→ WORK REQUIRED: Report, as a bare number, how many lines of the entries below contain "wooden".

(Stored items)

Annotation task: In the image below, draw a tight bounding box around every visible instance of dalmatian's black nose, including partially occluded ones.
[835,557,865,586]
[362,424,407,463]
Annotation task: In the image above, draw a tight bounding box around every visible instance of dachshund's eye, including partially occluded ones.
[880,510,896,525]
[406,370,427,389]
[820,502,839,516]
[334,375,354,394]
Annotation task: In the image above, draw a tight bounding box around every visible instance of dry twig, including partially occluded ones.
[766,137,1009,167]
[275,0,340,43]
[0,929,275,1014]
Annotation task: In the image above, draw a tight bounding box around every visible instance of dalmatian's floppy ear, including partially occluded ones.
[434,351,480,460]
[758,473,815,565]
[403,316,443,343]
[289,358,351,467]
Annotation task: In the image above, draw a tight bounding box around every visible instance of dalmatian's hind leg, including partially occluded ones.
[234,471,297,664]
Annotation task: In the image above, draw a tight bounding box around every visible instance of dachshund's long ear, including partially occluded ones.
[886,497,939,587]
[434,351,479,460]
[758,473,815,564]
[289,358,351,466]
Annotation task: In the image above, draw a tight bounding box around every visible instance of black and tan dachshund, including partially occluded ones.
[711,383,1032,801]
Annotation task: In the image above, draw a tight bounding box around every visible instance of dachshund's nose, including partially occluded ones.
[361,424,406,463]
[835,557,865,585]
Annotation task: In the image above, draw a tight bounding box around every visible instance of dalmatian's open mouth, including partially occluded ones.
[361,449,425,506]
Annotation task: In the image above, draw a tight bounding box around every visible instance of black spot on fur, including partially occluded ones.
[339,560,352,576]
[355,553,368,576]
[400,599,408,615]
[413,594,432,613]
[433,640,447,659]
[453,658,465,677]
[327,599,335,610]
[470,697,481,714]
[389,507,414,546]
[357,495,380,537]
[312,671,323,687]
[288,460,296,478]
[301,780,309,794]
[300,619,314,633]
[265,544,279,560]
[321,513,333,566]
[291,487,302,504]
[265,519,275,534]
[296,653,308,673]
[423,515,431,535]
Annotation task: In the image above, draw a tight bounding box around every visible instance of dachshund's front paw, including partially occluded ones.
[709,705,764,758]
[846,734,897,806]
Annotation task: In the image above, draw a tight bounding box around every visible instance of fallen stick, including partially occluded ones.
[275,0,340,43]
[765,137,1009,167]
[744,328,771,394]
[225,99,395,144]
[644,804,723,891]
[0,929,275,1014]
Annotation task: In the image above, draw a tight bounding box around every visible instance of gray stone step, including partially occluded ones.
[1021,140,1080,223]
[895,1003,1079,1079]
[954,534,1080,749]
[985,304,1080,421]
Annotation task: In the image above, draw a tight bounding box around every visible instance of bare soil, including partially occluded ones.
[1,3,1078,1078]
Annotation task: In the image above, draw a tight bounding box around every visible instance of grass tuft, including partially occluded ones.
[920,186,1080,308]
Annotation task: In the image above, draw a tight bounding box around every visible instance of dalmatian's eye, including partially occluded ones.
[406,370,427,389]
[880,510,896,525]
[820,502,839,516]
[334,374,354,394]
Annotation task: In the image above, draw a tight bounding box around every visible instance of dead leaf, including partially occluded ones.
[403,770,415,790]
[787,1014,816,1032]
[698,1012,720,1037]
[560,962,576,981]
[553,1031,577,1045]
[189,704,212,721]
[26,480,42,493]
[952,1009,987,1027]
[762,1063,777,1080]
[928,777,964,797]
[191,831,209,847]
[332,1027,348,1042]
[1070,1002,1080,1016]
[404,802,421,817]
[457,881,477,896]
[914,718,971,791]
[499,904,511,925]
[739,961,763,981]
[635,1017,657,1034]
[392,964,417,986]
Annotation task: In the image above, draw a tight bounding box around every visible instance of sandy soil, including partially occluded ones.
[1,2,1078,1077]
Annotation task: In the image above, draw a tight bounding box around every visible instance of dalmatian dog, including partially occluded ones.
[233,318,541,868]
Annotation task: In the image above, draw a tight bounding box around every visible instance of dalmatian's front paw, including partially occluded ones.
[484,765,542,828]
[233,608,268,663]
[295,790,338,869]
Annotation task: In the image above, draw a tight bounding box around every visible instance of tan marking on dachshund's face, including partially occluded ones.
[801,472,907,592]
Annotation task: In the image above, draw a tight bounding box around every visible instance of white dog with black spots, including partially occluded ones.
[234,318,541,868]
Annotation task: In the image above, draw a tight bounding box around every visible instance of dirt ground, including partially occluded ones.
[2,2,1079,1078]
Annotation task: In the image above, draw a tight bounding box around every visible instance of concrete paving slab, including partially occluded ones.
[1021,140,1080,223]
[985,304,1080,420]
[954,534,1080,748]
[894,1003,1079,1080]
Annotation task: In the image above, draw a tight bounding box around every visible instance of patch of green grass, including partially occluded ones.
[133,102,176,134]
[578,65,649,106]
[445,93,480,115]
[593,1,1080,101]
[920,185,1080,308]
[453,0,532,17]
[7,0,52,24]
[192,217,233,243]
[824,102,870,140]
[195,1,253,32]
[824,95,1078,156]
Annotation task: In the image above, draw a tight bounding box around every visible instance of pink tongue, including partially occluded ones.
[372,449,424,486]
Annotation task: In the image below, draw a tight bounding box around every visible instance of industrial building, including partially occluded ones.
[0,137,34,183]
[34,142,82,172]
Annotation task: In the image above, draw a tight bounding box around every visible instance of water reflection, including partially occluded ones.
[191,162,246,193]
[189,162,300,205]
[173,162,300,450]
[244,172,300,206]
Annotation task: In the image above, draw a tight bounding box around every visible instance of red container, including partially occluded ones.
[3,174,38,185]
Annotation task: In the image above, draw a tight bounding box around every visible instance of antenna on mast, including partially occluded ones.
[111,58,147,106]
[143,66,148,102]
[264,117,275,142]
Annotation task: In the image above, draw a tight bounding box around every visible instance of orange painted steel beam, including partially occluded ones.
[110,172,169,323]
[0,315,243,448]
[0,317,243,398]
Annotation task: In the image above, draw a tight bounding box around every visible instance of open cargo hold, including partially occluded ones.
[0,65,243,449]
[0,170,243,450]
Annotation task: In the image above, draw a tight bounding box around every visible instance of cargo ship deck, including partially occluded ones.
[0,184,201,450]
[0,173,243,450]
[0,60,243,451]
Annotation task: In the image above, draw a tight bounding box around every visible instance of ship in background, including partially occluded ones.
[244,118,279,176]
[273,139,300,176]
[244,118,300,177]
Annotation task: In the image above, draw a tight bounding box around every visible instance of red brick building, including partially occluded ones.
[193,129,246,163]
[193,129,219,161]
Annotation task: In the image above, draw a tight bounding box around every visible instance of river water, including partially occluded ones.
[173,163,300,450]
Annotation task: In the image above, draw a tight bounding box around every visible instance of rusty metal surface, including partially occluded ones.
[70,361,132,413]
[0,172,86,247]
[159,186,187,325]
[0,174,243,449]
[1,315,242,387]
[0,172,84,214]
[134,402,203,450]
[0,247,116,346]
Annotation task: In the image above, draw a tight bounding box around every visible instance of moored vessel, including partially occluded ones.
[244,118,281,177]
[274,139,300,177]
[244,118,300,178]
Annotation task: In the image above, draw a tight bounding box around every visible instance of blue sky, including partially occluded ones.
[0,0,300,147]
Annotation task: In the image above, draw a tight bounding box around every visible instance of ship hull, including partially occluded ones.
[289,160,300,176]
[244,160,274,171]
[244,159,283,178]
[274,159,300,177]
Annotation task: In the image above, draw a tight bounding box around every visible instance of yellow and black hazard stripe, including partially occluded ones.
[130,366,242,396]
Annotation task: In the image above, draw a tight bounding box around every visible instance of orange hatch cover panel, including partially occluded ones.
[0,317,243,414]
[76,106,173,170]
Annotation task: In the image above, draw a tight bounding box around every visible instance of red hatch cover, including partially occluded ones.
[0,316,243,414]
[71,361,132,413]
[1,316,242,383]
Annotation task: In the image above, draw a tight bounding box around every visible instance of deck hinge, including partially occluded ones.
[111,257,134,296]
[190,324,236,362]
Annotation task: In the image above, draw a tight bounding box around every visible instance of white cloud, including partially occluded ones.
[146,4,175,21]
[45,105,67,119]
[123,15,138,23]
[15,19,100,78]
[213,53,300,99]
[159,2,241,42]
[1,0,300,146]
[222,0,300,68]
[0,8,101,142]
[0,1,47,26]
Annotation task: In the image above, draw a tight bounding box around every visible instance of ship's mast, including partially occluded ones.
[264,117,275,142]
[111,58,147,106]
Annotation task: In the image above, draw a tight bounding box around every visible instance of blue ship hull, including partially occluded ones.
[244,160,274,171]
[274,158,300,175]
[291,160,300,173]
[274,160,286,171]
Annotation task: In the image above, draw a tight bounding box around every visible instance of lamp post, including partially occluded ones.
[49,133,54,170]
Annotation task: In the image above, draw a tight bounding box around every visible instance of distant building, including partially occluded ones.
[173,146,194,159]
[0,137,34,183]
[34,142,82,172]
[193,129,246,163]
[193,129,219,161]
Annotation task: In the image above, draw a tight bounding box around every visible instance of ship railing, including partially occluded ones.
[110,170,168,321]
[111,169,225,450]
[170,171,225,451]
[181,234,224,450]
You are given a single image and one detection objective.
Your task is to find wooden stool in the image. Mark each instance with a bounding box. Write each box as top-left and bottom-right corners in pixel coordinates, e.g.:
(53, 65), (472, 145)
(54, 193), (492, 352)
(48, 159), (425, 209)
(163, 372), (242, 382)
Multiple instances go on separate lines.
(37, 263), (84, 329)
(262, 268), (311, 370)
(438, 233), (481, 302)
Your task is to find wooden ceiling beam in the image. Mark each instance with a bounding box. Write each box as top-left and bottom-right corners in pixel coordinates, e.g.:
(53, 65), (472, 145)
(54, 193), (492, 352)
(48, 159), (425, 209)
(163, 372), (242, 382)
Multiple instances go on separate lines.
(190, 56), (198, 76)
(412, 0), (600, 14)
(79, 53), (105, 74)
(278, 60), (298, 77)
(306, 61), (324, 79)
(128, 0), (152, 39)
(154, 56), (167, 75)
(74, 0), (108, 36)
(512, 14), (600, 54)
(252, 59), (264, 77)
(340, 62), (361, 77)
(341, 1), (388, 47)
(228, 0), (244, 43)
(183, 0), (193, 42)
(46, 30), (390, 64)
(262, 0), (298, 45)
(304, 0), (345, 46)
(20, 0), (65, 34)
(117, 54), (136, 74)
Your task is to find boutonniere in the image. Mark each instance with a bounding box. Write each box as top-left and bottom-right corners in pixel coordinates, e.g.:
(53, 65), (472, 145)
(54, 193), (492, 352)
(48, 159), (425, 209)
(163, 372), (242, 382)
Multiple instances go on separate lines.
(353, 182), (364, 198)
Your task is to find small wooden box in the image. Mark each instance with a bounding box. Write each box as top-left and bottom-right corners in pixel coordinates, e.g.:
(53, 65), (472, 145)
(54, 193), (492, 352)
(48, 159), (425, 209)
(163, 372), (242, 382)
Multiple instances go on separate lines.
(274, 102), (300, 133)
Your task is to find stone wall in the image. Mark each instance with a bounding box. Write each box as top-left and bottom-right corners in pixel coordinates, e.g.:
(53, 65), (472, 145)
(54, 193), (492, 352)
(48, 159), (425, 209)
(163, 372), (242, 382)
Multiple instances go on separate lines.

→ RESPONSE AREA: 3